Identify each line of the material below that contains the string "monitor", and copy those lines out in full. Case counts.

*** RECORD EXTRACTS

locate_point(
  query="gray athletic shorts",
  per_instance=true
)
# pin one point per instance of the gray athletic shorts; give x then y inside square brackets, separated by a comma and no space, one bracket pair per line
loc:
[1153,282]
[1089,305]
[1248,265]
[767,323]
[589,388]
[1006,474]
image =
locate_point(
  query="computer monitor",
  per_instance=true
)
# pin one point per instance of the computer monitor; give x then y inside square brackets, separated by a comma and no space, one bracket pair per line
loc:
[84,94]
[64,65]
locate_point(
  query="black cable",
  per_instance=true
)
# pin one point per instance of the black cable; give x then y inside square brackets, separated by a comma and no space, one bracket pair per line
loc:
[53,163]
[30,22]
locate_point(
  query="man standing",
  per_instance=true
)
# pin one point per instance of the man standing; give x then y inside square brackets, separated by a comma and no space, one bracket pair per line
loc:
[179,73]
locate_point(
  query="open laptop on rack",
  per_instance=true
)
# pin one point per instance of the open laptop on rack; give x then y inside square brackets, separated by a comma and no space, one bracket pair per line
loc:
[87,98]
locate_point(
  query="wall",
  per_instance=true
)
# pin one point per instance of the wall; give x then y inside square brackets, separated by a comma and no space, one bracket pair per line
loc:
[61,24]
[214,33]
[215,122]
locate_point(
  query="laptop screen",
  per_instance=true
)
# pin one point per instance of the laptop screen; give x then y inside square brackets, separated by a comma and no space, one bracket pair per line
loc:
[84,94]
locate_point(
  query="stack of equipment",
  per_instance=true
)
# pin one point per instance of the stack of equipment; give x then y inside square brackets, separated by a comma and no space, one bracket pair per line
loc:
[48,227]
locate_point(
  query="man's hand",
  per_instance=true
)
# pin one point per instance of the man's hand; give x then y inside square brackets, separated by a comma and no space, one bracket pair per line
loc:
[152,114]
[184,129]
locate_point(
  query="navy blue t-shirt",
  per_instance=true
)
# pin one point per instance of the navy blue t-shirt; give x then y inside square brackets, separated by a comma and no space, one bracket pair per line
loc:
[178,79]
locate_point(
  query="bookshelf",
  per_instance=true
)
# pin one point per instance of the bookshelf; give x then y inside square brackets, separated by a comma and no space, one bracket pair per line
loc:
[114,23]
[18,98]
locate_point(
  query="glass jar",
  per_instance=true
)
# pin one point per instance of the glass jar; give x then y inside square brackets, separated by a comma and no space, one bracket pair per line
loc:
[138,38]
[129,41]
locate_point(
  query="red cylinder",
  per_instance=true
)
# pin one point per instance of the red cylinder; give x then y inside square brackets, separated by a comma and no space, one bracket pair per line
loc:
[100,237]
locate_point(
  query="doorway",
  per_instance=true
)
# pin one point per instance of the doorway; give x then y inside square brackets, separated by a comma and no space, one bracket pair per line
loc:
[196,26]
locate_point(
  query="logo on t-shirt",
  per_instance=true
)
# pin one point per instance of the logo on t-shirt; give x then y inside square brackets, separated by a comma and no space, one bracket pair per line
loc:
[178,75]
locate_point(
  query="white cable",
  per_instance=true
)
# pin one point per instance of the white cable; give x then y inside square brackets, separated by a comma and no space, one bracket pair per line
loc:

******

> **THE OUTPUT**
  query="computer monitor",
# pin one point per instance of the computer monitor; give x then y inside square brackets, separated by a comma and no space, one bracket pair per line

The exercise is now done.